Exercise objective -
Arrange every line of the listing below as a numbered list, skipping any blank lines. Omit the pictures from your answer.

Records of pointing at named objects -
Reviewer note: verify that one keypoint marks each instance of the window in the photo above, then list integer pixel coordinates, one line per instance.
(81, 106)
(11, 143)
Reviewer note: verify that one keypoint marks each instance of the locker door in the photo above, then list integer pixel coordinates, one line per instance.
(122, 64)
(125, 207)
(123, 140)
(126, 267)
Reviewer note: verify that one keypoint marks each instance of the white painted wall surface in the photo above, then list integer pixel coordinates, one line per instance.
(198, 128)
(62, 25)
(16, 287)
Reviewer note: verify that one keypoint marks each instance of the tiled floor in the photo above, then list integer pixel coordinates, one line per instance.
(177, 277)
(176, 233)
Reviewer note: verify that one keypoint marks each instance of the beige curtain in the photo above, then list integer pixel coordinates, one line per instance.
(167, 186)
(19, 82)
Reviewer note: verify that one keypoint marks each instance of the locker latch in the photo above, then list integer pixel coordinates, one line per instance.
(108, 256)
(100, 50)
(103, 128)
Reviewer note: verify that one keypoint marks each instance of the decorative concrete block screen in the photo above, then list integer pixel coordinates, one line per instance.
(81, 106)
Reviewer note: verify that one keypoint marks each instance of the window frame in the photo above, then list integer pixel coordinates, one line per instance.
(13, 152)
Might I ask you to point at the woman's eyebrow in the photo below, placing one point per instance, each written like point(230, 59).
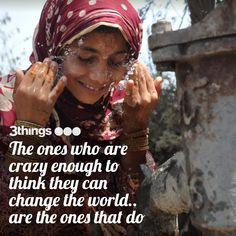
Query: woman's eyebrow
point(90, 49)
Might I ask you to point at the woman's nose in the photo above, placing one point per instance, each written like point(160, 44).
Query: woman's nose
point(101, 74)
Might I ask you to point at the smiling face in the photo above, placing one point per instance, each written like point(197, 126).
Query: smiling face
point(93, 62)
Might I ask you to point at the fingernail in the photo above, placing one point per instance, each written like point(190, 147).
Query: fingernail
point(64, 78)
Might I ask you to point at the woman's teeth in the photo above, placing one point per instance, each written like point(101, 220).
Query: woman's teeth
point(91, 87)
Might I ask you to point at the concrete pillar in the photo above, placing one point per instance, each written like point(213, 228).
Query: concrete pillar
point(204, 59)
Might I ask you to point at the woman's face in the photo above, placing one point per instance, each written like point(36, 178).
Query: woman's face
point(93, 62)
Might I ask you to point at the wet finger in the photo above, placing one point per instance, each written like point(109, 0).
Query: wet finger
point(41, 73)
point(58, 89)
point(19, 78)
point(158, 85)
point(50, 77)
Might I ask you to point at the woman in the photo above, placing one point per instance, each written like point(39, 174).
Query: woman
point(84, 53)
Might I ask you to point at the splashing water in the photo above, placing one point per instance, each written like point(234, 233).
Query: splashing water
point(131, 68)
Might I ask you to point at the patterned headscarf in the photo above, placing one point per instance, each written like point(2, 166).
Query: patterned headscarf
point(62, 21)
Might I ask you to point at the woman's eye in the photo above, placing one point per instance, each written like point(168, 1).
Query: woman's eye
point(118, 64)
point(85, 60)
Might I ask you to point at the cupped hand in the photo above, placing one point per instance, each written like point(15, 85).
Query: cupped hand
point(142, 95)
point(35, 94)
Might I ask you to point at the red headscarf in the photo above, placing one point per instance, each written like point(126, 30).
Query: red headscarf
point(62, 21)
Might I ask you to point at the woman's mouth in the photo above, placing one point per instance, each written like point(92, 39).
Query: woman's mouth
point(91, 88)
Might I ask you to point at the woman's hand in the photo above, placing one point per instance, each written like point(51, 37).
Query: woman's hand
point(142, 95)
point(35, 95)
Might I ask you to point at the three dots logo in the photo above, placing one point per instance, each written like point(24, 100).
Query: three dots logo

Task answer -
1. Reviewer note: verify that one keypoint marks each instance of the window in the photo above, then list integer pixel coordinates, one line per instance.
2. (81, 106)
3. (11, 143)
4. Reviewer note: verify that one keypoint marks each instance of the locker door in the photo above, then list integer pixel coordinates, one line per instance.
5. (122, 64)
6. (125, 207)
7. (123, 140)
8. (126, 267)
9. Reviewer note: verify that one keypoint marks each instance of the white painted wall surface in the photo above, then list integer pixel coordinates, one line per instance.
10. (198, 128)
11. (62, 25)
12. (16, 287)
13. Reviewer note: verify that one keypoint marks each instance of the tiled floor in the photo above, then list integer pixel coordinates, one line per instance.
14. (177, 277)
15. (176, 233)
16. Reviewer note: verify that one keypoint marks each instance of the beige curtain in the photo above, then list integer pixel coordinates, one line per instance.
17. (167, 186)
18. (19, 82)
19. Reviewer note: verify that one keypoint marks each instance of the locker latch in the photo above, then list integer pixel coordinates, one line per instance.
20. (108, 256)
21. (100, 50)
22. (103, 128)
23. Reviewer note: verify that one keypoint marks each instance of the decorative concrete block screen in the photo above, then list integer pixel coordinates, one line per instance.
24. (81, 106)
25. Reviewer note: verify that one keypoint marks each instance of the window frame in the photo above, then list integer pixel coordinates, one line per instance.
26. (13, 152)
27. Might I ask you to point at the woman's eyebrow in the photo below, placing one point per instance, each written like point(230, 59).
28. Query: woman's eyebrow
29. point(90, 49)
30. Might I ask you to point at the woman's nose in the photo above, placing one point per instance, each written like point(160, 44).
31. Query: woman's nose
32. point(101, 74)
33. Might I ask you to point at the smiling face in the photo above, placing one point per instance, each written like point(197, 126).
34. Query: smiling face
35. point(93, 62)
36. Might I ask you to point at the fingernail in the photo above, placing one point per instance, each written like point(190, 147).
37. Query: fingernail
38. point(64, 78)
39. Might I ask you to point at the woman's teeth in the photo above, placing one point per instance, each written like point(101, 220).
40. Query: woman's teeth
41. point(91, 87)
42. Might I ask you to point at the concrete pillar in the photo above, placing one point per instance, each written like point(213, 228).
43. Query: concrete pillar
44. point(204, 59)
45. Might I ask you to point at the woman's face in the photo above, placing one point per instance, each written like point(36, 178).
46. Query: woman's face
47. point(93, 62)
48. Might I ask you to point at the wet finger in the photo above, placing one point per instance, each written like point(109, 0).
49. Query: wet finger
50. point(41, 73)
51. point(58, 89)
52. point(19, 78)
53. point(158, 85)
54. point(50, 77)
55. Might I ask you to point at the woman in the photo above, placing one point per instance, each written like point(39, 174).
56. Query: woman
57. point(84, 53)
58. Might I ask you to point at the splashing water in the photo above, placing one point per instance, each written like point(234, 233).
59. Query: splashing water
60. point(131, 68)
61. Might I ask you to point at the patterned headscarf in the photo above, placing one point per instance, each written like point(2, 166).
62. Query: patterned headscarf
63. point(62, 21)
64. Might I ask you to point at the woman's eye in the photo above, placing one point per instance, each written like point(168, 1).
65. Query: woman's eye
66. point(118, 64)
67. point(85, 60)
68. Might I ask you to point at the cupped hand in the photo above, placing one point per instance, each written like point(15, 85).
69. Query: cupped hand
70. point(142, 95)
71. point(35, 94)
72. Might I ask you to point at the red headscarf in the photo above, placing one point per instance, each written like point(126, 30).
73. Query: red headscarf
74. point(62, 21)
75. Might I ask you to point at the woman's mouth in the photo above, placing one point per instance, each written like point(92, 39).
76. Query: woman's mouth
77. point(91, 88)
78. Might I ask you to point at the woman's hand in the photo above, placing one point per instance, each written like point(51, 37).
79. Query: woman's hand
80. point(142, 95)
81. point(35, 95)
82. Might I ask you to point at the three dots logo in the photo above, placing one point per instance, each written like point(24, 100).
83. Query: three dots logo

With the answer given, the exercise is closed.